# GIVEN INSTRUCTION:
Starting at the line that has "Question. Identify the" and continuing through the end of the records, write those lines out again, switching "antenna mast" to "radio tower" and leaving everything else the same.

# RECORDED INFORMATION:
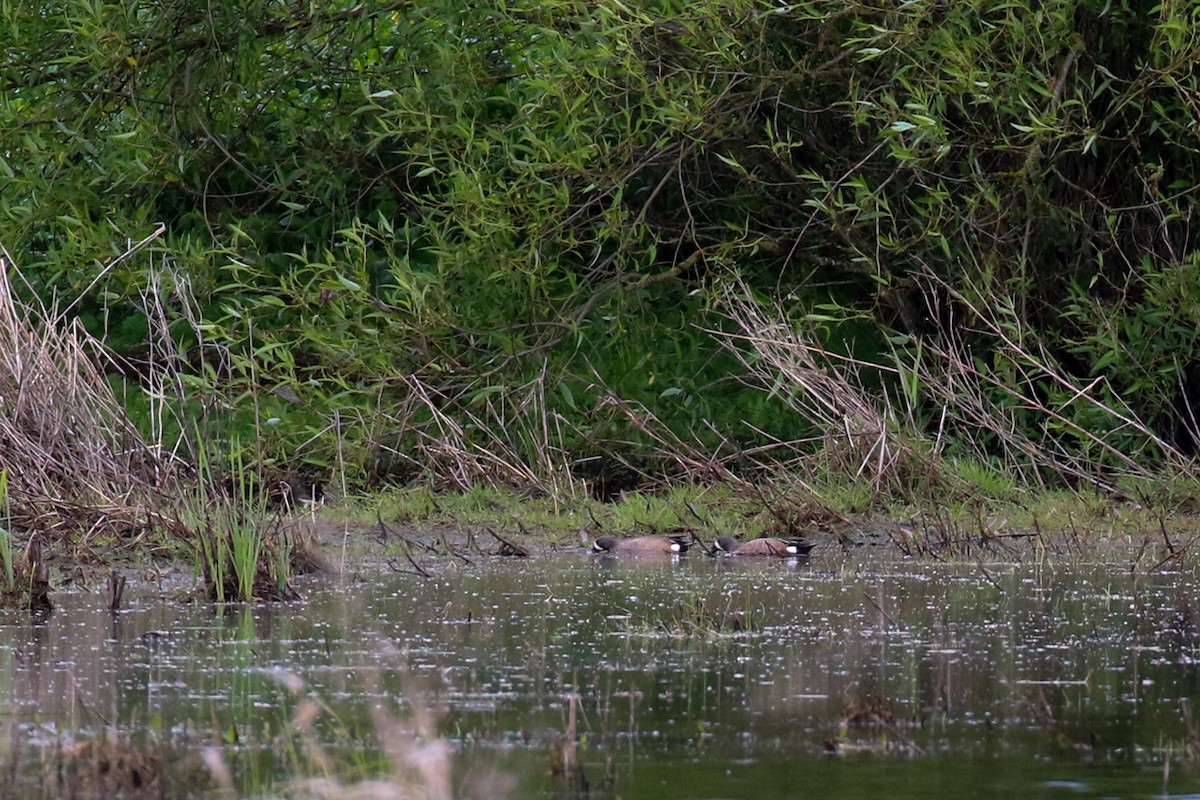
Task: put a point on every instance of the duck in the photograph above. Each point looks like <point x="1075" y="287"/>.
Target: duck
<point x="773" y="546"/>
<point x="641" y="545"/>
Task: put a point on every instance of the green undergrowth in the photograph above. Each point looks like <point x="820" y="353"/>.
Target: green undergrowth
<point x="706" y="511"/>
<point x="845" y="512"/>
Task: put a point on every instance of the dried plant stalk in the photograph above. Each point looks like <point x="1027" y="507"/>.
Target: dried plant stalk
<point x="75" y="461"/>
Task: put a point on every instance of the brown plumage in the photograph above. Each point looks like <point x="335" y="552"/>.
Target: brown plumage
<point x="640" y="545"/>
<point x="777" y="547"/>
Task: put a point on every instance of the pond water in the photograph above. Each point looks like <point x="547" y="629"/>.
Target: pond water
<point x="685" y="678"/>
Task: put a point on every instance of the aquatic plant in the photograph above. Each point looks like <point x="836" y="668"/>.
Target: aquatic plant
<point x="243" y="549"/>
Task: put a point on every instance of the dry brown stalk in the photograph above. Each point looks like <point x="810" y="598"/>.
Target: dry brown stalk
<point x="76" y="464"/>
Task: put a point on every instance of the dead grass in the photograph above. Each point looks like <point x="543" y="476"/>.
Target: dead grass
<point x="76" y="464"/>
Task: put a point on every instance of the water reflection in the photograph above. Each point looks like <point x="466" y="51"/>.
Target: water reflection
<point x="694" y="677"/>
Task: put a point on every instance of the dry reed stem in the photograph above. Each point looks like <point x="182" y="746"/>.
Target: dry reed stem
<point x="75" y="462"/>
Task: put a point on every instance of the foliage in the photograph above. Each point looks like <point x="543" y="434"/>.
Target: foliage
<point x="384" y="218"/>
<point x="241" y="553"/>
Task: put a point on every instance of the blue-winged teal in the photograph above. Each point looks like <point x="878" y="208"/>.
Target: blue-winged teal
<point x="641" y="545"/>
<point x="778" y="547"/>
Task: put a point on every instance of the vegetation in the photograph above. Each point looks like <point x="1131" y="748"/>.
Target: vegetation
<point x="557" y="246"/>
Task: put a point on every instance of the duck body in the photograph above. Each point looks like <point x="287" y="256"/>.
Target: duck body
<point x="640" y="546"/>
<point x="771" y="547"/>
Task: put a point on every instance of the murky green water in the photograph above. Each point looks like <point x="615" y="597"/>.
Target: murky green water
<point x="691" y="679"/>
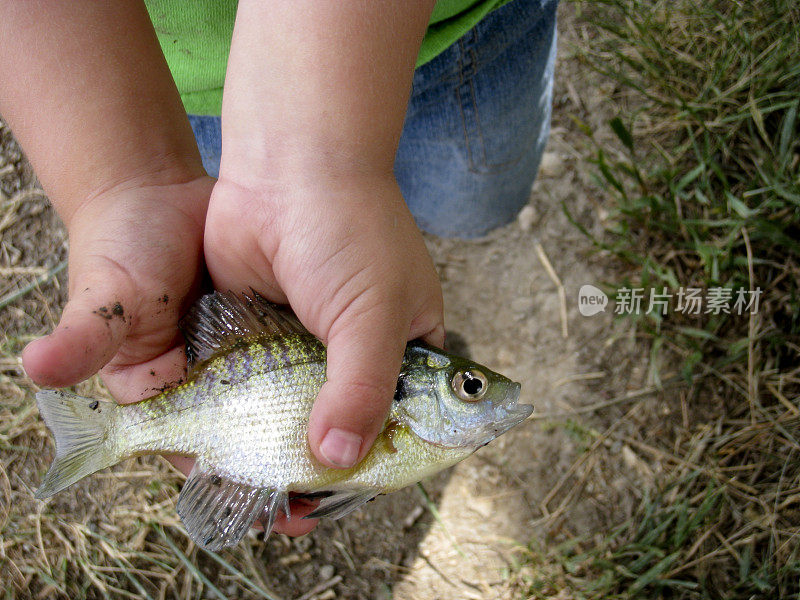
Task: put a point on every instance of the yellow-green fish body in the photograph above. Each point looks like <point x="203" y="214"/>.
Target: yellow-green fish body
<point x="243" y="414"/>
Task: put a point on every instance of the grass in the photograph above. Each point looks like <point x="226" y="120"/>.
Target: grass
<point x="701" y="186"/>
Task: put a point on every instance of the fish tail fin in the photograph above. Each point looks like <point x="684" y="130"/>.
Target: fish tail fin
<point x="80" y="428"/>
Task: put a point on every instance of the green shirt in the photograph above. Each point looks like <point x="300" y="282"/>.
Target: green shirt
<point x="195" y="36"/>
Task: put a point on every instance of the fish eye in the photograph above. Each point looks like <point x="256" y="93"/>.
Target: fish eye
<point x="470" y="385"/>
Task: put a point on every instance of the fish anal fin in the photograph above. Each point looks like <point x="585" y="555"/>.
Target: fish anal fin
<point x="217" y="512"/>
<point x="223" y="319"/>
<point x="342" y="503"/>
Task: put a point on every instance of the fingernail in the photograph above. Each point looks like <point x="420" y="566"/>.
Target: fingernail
<point x="341" y="447"/>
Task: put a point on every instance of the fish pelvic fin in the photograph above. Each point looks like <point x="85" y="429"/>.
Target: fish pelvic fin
<point x="342" y="503"/>
<point x="217" y="512"/>
<point x="80" y="426"/>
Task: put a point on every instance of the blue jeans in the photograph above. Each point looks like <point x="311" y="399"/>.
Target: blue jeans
<point x="476" y="125"/>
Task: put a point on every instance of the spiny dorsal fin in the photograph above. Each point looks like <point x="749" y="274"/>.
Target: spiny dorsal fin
<point x="217" y="512"/>
<point x="220" y="320"/>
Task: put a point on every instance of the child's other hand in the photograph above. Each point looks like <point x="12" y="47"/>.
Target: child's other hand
<point x="349" y="259"/>
<point x="134" y="267"/>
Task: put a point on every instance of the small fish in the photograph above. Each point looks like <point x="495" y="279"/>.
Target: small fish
<point x="254" y="372"/>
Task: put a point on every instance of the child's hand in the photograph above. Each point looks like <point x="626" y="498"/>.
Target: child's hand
<point x="134" y="267"/>
<point x="348" y="258"/>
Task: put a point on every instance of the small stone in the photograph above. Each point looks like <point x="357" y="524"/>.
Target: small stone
<point x="552" y="165"/>
<point x="526" y="218"/>
<point x="326" y="572"/>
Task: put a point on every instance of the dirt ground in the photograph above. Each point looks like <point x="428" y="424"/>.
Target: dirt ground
<point x="505" y="306"/>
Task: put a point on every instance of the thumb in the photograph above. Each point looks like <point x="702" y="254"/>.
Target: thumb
<point x="93" y="325"/>
<point x="365" y="350"/>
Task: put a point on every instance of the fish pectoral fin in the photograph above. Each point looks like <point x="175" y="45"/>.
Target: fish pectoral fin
<point x="222" y="319"/>
<point x="217" y="512"/>
<point x="342" y="503"/>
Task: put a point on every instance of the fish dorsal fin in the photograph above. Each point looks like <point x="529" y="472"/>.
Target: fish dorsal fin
<point x="217" y="512"/>
<point x="342" y="503"/>
<point x="220" y="320"/>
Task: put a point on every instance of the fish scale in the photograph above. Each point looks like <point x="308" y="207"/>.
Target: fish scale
<point x="243" y="413"/>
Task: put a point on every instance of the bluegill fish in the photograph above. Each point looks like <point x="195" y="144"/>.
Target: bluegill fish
<point x="254" y="373"/>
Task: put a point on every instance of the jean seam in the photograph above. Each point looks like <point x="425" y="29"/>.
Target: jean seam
<point x="477" y="167"/>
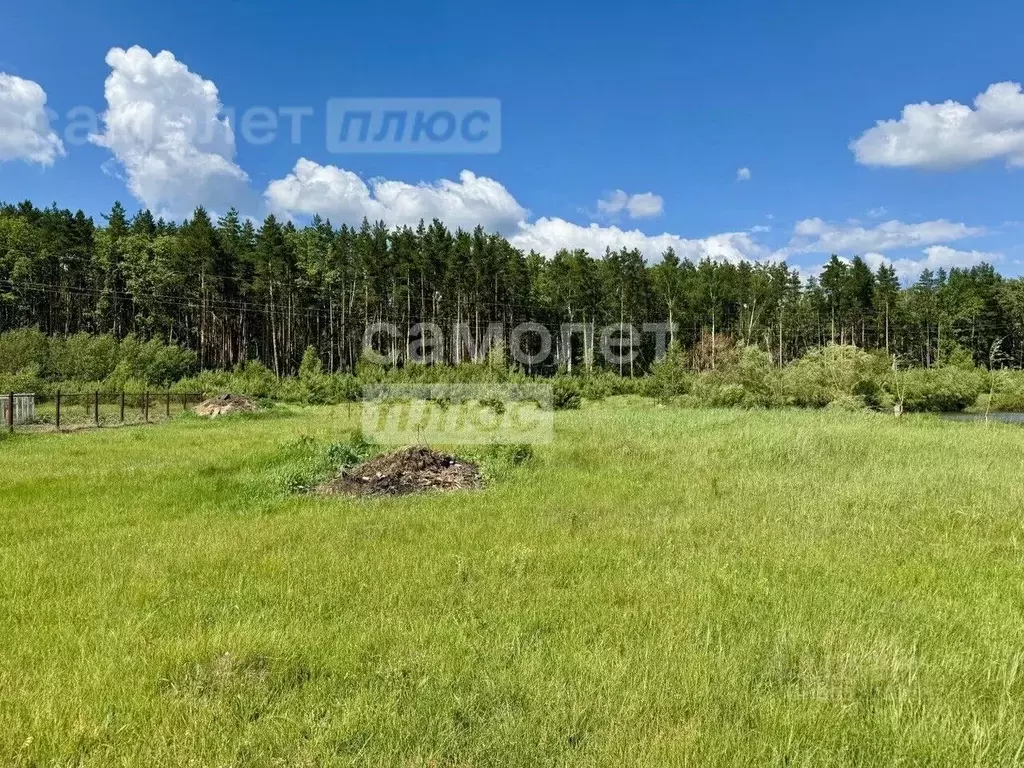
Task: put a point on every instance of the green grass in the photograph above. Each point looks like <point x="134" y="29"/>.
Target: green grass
<point x="657" y="587"/>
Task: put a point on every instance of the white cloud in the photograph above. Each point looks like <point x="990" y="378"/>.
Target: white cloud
<point x="163" y="125"/>
<point x="817" y="236"/>
<point x="546" y="236"/>
<point x="342" y="196"/>
<point x="25" y="128"/>
<point x="644" y="205"/>
<point x="949" y="134"/>
<point x="936" y="257"/>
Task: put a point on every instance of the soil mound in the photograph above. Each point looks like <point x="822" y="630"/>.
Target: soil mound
<point x="225" y="403"/>
<point x="412" y="470"/>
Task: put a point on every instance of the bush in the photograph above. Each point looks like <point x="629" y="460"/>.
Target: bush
<point x="939" y="389"/>
<point x="832" y="373"/>
<point x="565" y="393"/>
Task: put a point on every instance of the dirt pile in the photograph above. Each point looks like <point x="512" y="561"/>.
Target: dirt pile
<point x="225" y="403"/>
<point x="412" y="470"/>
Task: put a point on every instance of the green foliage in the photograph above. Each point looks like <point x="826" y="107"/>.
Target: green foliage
<point x="656" y="587"/>
<point x="942" y="389"/>
<point x="833" y="373"/>
<point x="565" y="393"/>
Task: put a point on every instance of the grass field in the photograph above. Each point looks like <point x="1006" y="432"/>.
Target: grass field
<point x="657" y="587"/>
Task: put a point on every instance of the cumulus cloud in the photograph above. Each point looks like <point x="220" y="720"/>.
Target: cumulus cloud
<point x="949" y="134"/>
<point x="644" y="205"/>
<point x="344" y="197"/>
<point x="163" y="124"/>
<point x="25" y="128"/>
<point x="935" y="258"/>
<point x="546" y="236"/>
<point x="818" y="236"/>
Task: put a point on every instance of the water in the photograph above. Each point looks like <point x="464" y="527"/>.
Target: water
<point x="1006" y="418"/>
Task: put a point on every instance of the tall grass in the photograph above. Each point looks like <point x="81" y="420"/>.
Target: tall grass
<point x="657" y="587"/>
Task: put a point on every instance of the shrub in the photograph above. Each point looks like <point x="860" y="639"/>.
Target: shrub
<point x="937" y="389"/>
<point x="565" y="393"/>
<point x="830" y="373"/>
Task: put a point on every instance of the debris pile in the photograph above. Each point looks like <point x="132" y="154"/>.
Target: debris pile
<point x="225" y="403"/>
<point x="412" y="470"/>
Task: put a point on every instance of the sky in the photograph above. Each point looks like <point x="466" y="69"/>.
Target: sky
<point x="731" y="130"/>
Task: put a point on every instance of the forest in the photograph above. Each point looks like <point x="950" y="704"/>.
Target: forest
<point x="231" y="291"/>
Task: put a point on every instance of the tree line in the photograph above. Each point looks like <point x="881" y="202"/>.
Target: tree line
<point x="232" y="291"/>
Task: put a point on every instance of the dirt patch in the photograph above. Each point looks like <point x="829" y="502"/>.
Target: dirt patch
<point x="412" y="470"/>
<point x="225" y="403"/>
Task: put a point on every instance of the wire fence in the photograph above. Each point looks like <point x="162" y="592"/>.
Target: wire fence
<point x="71" y="411"/>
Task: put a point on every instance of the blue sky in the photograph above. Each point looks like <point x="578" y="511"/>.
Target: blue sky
<point x="665" y="100"/>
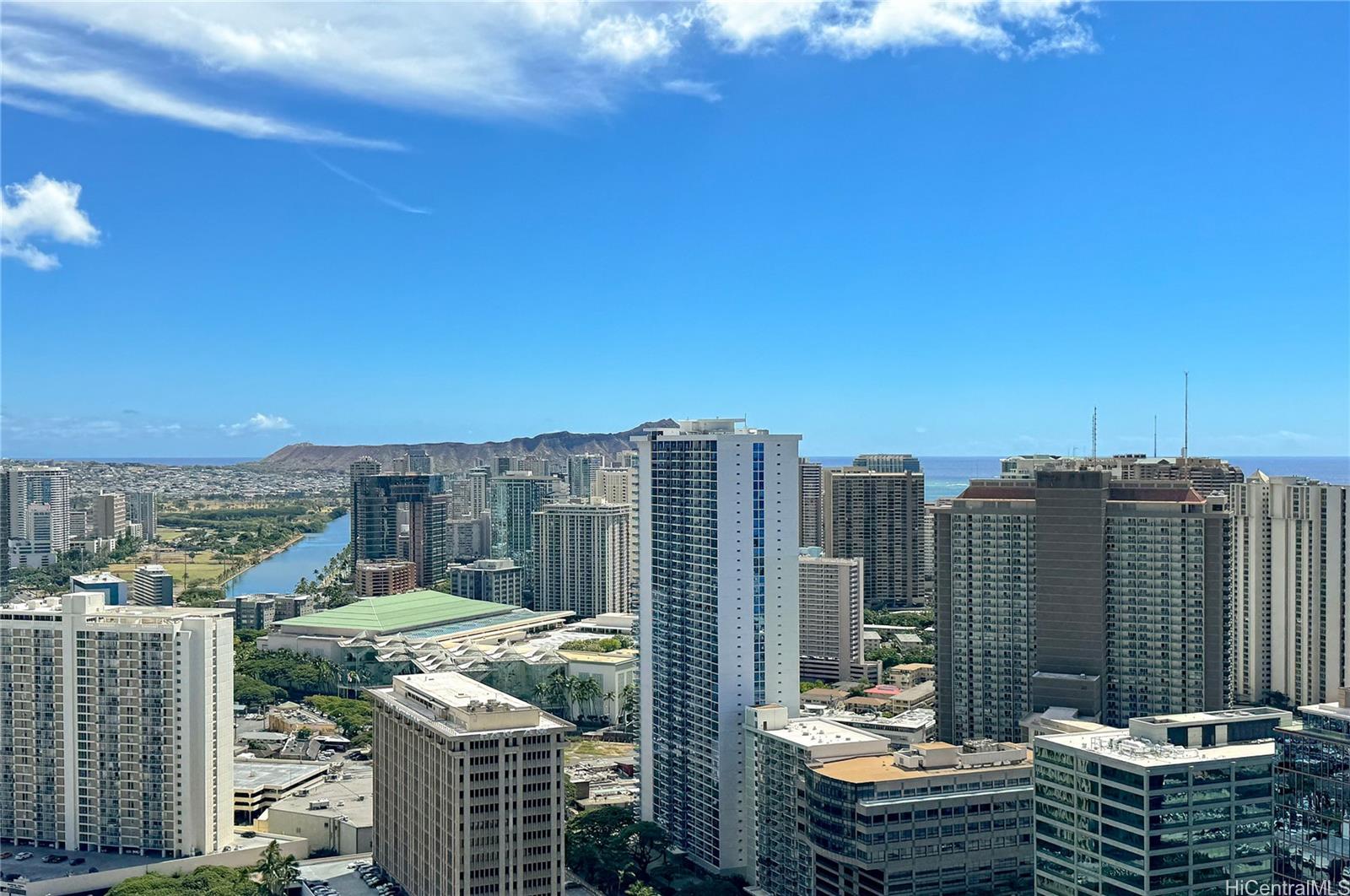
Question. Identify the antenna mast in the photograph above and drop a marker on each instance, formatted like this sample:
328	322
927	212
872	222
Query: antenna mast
1185	416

# OUTPUT:
Question. Identify the radio tower in the photograph above and drop a marker on each instance, formatted like this sample:
328	322
927	212
872	222
Query: radio tower
1185	416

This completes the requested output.